## TEXT SEGMENT
I’ve lost count of the number of travel throwbacks I’ve seen on social media and even posted a couple of my own. In my head I’ve already planned my own post-Covid destinations.
There is still a simplicity to 2020, knowing that even as our schedules fill up, I can text a friend and more or less know they will be free for dinner next week rather than jetting off on a weekend getaway as people here are wont to do.
It is fun unearthing nooks and crannies of the island and watching people do the same on social media, knowing that if I spot a new restaurant or cool dessert spot that the location tag will be in Singapore rather than, say, Seminyak. I’ve explored Jalan Besar, Little India, Sentosa, Yishun, Geylang Serai, more intimately than ever. The more I discover, the more I’m convinced I’ll never have time to see it all. Tiny Singapore! My own country!
Recently, on an assignment to review hotels under $100 per night (TL;DR found some gems at pretty damn good value), I spent the night with a friend at one of the Ibis budget branches here. We’d travelled together to Hohhot in 2016 and every year we’ve said we’d do another trip; this staycation was the closest we’ve come since.

[Saved entries]
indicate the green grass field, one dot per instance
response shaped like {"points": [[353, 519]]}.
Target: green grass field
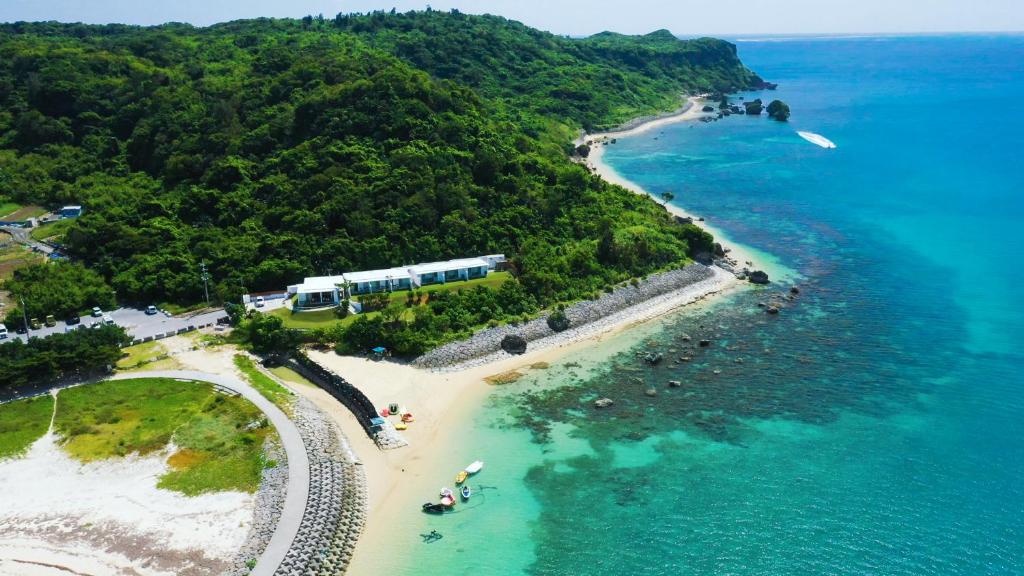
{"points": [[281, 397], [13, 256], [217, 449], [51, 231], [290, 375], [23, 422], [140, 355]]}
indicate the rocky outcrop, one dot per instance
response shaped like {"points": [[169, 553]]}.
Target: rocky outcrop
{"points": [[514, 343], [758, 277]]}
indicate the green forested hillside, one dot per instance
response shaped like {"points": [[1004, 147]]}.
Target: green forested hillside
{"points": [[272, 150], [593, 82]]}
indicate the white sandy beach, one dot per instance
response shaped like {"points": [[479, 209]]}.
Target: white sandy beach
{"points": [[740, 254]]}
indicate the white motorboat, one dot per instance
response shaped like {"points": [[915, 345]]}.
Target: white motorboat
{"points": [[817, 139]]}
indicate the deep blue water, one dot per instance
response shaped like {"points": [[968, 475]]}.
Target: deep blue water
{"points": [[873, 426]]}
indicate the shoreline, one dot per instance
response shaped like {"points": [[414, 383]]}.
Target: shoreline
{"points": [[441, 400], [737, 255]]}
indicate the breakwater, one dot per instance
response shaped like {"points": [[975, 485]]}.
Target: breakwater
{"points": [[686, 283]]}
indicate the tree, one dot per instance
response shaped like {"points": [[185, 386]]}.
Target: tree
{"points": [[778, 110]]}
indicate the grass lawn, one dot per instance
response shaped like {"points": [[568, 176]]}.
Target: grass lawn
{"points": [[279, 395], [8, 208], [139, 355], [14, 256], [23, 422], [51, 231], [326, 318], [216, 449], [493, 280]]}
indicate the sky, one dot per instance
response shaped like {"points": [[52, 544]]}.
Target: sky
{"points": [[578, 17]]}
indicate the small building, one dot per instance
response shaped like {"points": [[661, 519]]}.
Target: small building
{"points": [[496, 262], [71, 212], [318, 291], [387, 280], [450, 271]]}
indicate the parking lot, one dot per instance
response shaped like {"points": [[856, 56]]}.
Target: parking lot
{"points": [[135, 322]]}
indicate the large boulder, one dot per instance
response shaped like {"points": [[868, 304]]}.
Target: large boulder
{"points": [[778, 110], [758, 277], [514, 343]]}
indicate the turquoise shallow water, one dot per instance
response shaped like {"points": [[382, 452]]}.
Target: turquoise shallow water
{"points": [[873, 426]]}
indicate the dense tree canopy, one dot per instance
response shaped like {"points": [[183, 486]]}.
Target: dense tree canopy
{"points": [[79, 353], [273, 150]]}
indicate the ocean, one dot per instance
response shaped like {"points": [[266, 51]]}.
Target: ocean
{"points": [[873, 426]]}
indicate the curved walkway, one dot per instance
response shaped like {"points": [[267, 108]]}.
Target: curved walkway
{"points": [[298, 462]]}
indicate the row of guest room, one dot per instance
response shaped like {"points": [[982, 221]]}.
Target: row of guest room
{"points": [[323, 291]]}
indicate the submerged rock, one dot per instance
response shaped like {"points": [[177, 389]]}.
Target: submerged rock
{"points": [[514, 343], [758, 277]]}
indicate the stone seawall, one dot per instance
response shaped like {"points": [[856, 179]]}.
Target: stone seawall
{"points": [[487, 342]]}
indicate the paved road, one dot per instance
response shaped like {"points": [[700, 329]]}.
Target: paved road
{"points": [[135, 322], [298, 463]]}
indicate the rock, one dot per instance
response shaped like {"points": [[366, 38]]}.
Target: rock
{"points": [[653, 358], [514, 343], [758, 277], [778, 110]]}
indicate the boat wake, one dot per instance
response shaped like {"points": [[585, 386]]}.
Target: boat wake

## PROMPT 1
In the text about exploring Singapore, write out the passage from "It is fun unearthing" to "My own country!", replacing "Seminyak" with "Phuket".
## PROMPT 2
According to the text about exploring Singapore, where did the writer and the friend travel together in 2016?
These records have no connection to the text.

## PROBLEM SOLUTION 1
It is fun unearthing nooks and crannies of the island and watching people do the same on social media, knowing that if I spot a new restaurant or cool dessert spot that the location tag will be in Singapore rather than, say, Phuket. I’ve explored Jalan Besar, Little India, Sentosa, Yishun, Geylang Serai, more intimately than ever. The more I discover, the more I’m convinced I’ll never have time to see it all. Tiny Singapore! My own country!

## PROBLEM SOLUTION 2
Hohhot